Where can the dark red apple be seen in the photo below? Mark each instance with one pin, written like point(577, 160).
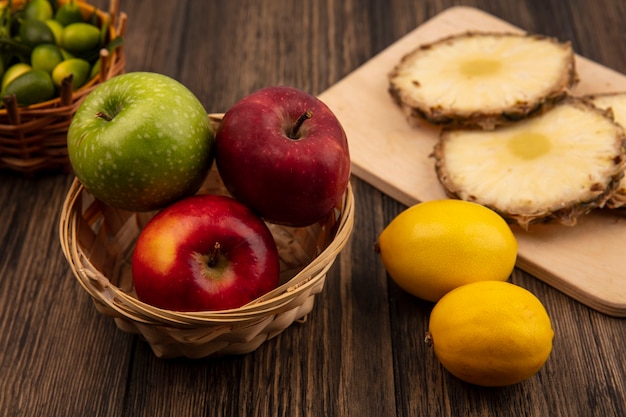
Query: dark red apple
point(283, 153)
point(205, 252)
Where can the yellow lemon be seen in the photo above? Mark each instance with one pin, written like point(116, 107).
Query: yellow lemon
point(436, 246)
point(491, 333)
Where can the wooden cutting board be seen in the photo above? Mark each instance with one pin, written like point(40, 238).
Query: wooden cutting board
point(587, 261)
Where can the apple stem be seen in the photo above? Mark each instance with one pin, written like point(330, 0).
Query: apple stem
point(295, 134)
point(214, 255)
point(104, 116)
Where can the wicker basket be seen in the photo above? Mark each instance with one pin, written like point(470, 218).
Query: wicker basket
point(34, 138)
point(98, 241)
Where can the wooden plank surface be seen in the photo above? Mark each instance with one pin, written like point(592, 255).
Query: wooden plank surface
point(585, 261)
point(361, 350)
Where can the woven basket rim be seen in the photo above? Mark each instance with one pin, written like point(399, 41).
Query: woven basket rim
point(130, 307)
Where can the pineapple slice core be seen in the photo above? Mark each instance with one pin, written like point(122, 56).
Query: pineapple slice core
point(480, 67)
point(482, 79)
point(564, 161)
point(529, 145)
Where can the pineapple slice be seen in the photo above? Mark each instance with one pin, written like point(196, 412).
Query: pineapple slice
point(616, 103)
point(555, 166)
point(482, 79)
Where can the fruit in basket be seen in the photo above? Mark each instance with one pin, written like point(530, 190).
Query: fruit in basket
point(31, 35)
point(68, 13)
point(205, 252)
point(38, 9)
point(482, 78)
point(491, 333)
point(435, 246)
point(45, 57)
point(13, 72)
point(35, 32)
point(32, 87)
point(77, 67)
point(79, 38)
point(284, 153)
point(555, 166)
point(140, 141)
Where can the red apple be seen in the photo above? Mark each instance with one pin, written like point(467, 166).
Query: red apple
point(283, 153)
point(205, 252)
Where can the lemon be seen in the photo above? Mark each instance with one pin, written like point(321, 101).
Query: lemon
point(436, 246)
point(491, 333)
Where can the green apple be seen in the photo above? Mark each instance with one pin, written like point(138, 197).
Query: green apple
point(140, 141)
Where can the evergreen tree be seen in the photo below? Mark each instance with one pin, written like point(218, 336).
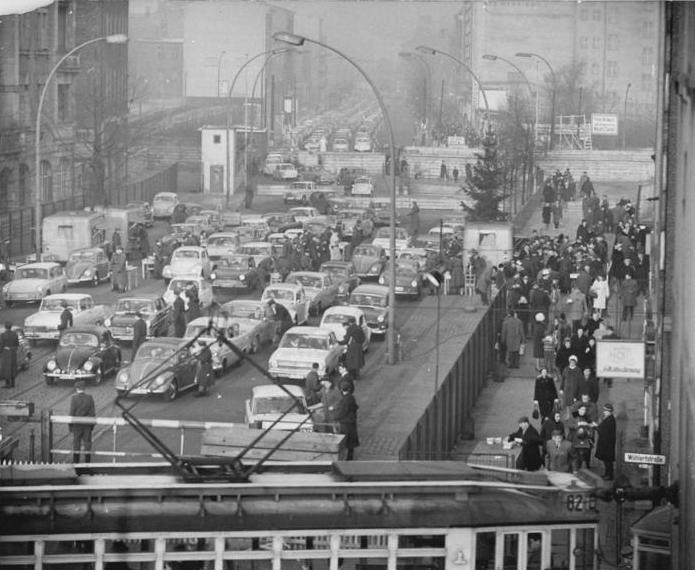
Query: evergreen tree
point(484, 183)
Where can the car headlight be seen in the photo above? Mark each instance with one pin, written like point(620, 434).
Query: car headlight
point(159, 381)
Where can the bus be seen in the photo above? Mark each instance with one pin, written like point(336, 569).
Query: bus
point(355, 515)
point(64, 232)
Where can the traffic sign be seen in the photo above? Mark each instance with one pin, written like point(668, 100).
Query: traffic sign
point(645, 458)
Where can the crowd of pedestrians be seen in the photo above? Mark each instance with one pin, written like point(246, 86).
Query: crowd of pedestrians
point(557, 291)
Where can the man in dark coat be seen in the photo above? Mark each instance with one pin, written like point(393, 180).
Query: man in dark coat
point(353, 340)
point(139, 333)
point(605, 448)
point(81, 405)
point(65, 317)
point(205, 371)
point(179, 314)
point(527, 437)
point(345, 415)
point(9, 343)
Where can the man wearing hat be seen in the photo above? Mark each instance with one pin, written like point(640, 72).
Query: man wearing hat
point(65, 317)
point(530, 441)
point(559, 453)
point(81, 405)
point(139, 332)
point(605, 448)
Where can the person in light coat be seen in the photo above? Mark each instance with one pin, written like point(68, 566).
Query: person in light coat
point(600, 292)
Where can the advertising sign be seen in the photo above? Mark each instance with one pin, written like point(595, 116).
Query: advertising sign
point(619, 359)
point(604, 124)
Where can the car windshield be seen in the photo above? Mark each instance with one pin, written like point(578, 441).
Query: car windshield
point(220, 241)
point(236, 261)
point(156, 351)
point(366, 251)
point(306, 280)
point(82, 256)
point(186, 254)
point(276, 405)
point(31, 273)
point(56, 304)
point(79, 339)
point(368, 300)
point(279, 294)
point(299, 340)
point(134, 306)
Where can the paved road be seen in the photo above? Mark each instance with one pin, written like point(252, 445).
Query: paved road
point(226, 403)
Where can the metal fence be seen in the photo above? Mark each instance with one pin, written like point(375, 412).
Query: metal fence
point(17, 226)
point(450, 410)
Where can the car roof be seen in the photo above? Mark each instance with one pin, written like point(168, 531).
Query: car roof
point(371, 289)
point(268, 390)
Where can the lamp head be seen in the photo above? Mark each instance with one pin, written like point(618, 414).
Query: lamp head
point(289, 38)
point(116, 39)
point(426, 50)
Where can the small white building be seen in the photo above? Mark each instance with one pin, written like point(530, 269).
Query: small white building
point(214, 143)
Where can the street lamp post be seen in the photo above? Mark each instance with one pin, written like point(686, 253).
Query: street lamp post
point(228, 177)
point(219, 66)
point(296, 40)
point(627, 92)
point(427, 83)
point(552, 104)
point(111, 39)
point(433, 51)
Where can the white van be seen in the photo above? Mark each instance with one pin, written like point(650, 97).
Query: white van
point(492, 240)
point(64, 232)
point(163, 205)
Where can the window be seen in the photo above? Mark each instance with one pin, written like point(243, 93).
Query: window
point(46, 177)
point(63, 102)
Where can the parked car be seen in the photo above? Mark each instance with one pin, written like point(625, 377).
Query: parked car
point(363, 186)
point(292, 297)
point(155, 312)
point(269, 402)
point(318, 287)
point(237, 271)
point(43, 325)
point(145, 208)
point(88, 265)
point(221, 244)
point(87, 353)
point(343, 274)
point(285, 171)
point(374, 302)
point(408, 279)
point(205, 295)
point(334, 318)
point(34, 281)
point(369, 260)
point(163, 205)
point(300, 347)
point(176, 369)
point(382, 239)
point(188, 261)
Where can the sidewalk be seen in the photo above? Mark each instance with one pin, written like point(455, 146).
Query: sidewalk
point(501, 403)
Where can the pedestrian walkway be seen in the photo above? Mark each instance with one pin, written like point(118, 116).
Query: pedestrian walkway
point(501, 403)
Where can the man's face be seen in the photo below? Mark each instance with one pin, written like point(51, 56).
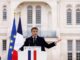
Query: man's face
point(34, 32)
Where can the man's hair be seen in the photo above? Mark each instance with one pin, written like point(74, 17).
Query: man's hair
point(34, 28)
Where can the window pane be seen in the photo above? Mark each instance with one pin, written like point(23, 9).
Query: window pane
point(77, 56)
point(29, 15)
point(78, 16)
point(69, 45)
point(4, 13)
point(78, 45)
point(69, 56)
point(69, 16)
point(38, 15)
point(4, 44)
point(29, 30)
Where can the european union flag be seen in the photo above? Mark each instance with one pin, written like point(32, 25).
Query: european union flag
point(12, 41)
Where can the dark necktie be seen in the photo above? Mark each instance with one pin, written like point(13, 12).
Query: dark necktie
point(34, 41)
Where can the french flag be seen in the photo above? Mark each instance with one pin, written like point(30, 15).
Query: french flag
point(29, 55)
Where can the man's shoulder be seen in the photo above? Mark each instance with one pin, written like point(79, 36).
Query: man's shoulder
point(28, 38)
point(41, 37)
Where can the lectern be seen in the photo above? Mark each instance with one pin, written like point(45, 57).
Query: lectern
point(32, 53)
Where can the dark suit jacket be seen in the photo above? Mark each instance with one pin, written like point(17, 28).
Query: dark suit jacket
point(39, 42)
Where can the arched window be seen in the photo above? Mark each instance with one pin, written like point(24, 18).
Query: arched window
point(69, 16)
point(38, 14)
point(78, 16)
point(29, 14)
point(4, 13)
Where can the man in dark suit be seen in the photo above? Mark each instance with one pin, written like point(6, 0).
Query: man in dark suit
point(36, 40)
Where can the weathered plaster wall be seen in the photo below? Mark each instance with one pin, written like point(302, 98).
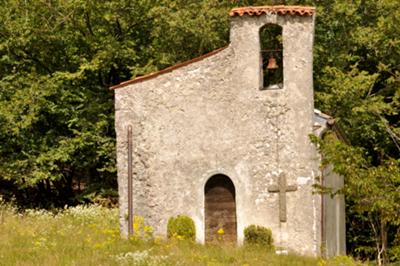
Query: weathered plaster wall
point(211, 117)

________________

## [TASK OBJECTIVE]
Transcribe the records from the line that contains "Where can the paved" through the line that contains "point(214, 143)", including both of those lines.

## [RESPONSE]
Where can the paved road be seen in the photo above? Mark each instance with one pin, written like point(252, 445).
Query: paved road
point(226, 403)
Where can the metal fence be seen in the photo above? Mark each instance with one pin, written like point(375, 412).
Query: metal fence
point(17, 226)
point(450, 410)
Where can the car roof be seen in the photo above? Mark each instance with one pin, written like point(168, 531).
Query: car roof
point(371, 289)
point(268, 390)
Where can the lamp head be seen in the photo above? Mark each instance with one pin, written like point(618, 414).
Query: lamp head
point(289, 38)
point(116, 39)
point(426, 50)
Where can the small white building be seen in the photo above? Mark each instance with one pin, written like point(530, 269).
Query: small white building
point(214, 143)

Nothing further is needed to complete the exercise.